Consigne 1:
Répondez aux questions suivantes sur l'entretien.
(a) Pendant combien d'années Ryan Knight avait-il été absent du groupe ?
(b) Qui lui a demandé de revenir ?
(c) Dans quel domaine travaillait-il à Nashville ?
Consigne 2: Résumez l'entretien en deux phrases.
Consigne 3: Dressez la liste de tous les noms de lieux géographiques cités dans l'entretien.

Passage cité:
27/9/2024

Entretien avec Ryan Knight de The Black Dahlia Murder, à l'occasion de la sortie de Servitude

Bonjour, merci beaucoup, je suis ravie de pouvoir discuter avec toi. Je suis une fan de très longue date, avant même ton arrivée dans le groupe, car je vous suis depuis 2006, je crois [Rires].

Ah, oui, c’était un peu plus de deux ans avant moi ! [Rires]

Donc, c’est un vrai plaisir pour moi !

Merci beaucoup, je suis ravi également.

Le groupe a bien failli ne plus exister, avec ce qu’il s’est produit avec Trevor [le chanteur et fondateur du groupe s’est donné la mort en 2022] En tant que simple fan, c’était déjà un événement très triste et choquant, donc je ne peux pas imaginer ce que cela a été pour ceux qui étaient proches de lui. Il y a bien sûr eu des débats pour savoir s’il fallait continuer le projet ou non. Toi tu avais été absent du groupe pendant 6 ans et tu as décidé de revenir. Est-ce que ça a été une décision difficile à prendre, est-ce que tu as dû y réfléchir longuement ou est-ce que ça t’a semblé naturel ?

C’était assez naturel. Quand Brian m’a demandé de revenir, c’était naturel, et surtout, je pense que c’est tombé au bon moment dans ma vie. À l’époque, ma femme et moi vivions à Nashville, dans le Tennessee, je travaillais dans l’informatique dans une université de la Ivy League. Ma femme est originaire de la région de Détroit, dans le Michigan, qui est le lieu de naissance du groupe. Notre fils était sur le point de naître et nous n’avions aucune famille à Nashville, donc nous avions déjà réfléchi à repartir dans la Michigan pour se rapprocher de la famille de ma femme. Du coup, quand Brian m’a appelé, je lui ai dit : « Tu sais, on envisageait de retourner dans le Michigan de toute façon ». Et environ un an plus tard, c’était fait, et j’avais un travail qui m’attendait déjà sur place ! Donc, oui, ça s’est fait plutôt naturellement.

Et avec la naissance de ton fils, est-ce que tu as dû réfléchir au fait que tu allais devoir partir en tournée et donc être moins à la maison ?

Informations extraites:

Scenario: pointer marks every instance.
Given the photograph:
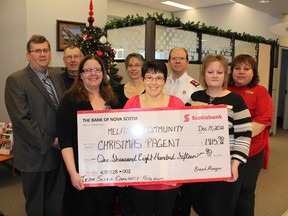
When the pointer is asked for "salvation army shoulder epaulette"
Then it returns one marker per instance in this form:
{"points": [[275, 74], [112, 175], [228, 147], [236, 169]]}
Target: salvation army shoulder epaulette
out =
{"points": [[249, 92], [195, 83]]}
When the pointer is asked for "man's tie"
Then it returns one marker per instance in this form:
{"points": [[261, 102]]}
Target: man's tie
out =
{"points": [[50, 91]]}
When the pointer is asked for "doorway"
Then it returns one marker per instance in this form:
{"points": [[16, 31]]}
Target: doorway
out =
{"points": [[282, 115]]}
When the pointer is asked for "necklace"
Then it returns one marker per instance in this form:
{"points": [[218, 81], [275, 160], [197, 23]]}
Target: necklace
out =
{"points": [[211, 99]]}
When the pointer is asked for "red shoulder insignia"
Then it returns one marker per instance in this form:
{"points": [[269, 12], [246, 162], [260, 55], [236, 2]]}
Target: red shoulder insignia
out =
{"points": [[195, 83]]}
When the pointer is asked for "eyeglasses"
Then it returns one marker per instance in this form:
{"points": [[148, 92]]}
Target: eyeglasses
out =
{"points": [[136, 66], [242, 68], [73, 57], [158, 79], [39, 51], [89, 70], [177, 58]]}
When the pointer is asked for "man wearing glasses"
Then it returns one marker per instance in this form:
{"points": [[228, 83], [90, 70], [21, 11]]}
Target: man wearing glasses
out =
{"points": [[32, 97], [179, 83], [72, 58]]}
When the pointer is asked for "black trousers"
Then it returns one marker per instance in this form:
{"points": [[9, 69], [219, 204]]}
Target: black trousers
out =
{"points": [[153, 202], [43, 192], [92, 201], [245, 201], [209, 198]]}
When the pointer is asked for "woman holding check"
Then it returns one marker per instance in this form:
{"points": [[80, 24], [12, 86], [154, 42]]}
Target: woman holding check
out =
{"points": [[154, 199]]}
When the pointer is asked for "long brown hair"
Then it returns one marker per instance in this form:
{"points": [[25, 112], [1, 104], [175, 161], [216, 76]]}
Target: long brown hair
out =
{"points": [[245, 59], [79, 93]]}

Bonne réponse 1:
(a) Pendant 6 ans.
(b) Brian.
(c) Dans l'informatique, dans une université de la Ivy League.

Bonne réponse 2: Ryan Knight explique que son retour dans The Black Dahlia Murder, après six ans d'absence et la mort de Trevor en 2022, lui a semblé naturel lorsque Brian le lui a demandé. Il vivait alors à Nashville, et sa femme et lui, qui attendaient un fils, envisageaient déjà de retourner dans le Michigan pour se rapprocher de la famille de sa femme.

Bonne réponse 3: Nashville ; Tennessee ; Détroit ; Michigan